▶ **What to work on**
Restate word for word the span of lines that opens with the line containing "Where can the distant field" and closes with the last line of the material. Include both ends and nothing more.

▶ **Information provided**
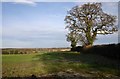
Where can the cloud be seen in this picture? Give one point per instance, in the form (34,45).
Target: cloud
(29,2)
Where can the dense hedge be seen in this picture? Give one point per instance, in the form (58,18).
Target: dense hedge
(31,50)
(111,50)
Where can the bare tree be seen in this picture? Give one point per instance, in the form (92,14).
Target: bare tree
(89,20)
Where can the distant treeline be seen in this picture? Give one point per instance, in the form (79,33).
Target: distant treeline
(110,50)
(31,50)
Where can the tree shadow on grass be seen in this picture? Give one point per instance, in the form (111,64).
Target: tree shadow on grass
(55,62)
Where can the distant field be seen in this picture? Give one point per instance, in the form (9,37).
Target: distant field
(45,63)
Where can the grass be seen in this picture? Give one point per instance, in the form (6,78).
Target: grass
(53,62)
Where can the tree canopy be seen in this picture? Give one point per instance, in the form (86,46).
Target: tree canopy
(87,21)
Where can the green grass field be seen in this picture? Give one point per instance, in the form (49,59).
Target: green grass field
(44,63)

▶ **Written answer**
Where can the distant field be seen in this picture? Give one point per instance, in the form (9,37).
Target: distant field
(45,63)
Where can the grass be seen in this picture? Give one point per instance, in the form (6,78).
Target: grass
(53,62)
Where can the tree canopy be seen in this picture? Give one point per instance, in the form (86,46).
Target: tree canopy
(87,21)
Where can the green grass field be seen in this picture? Give one point per instance, in the form (49,59).
Target: green grass field
(44,63)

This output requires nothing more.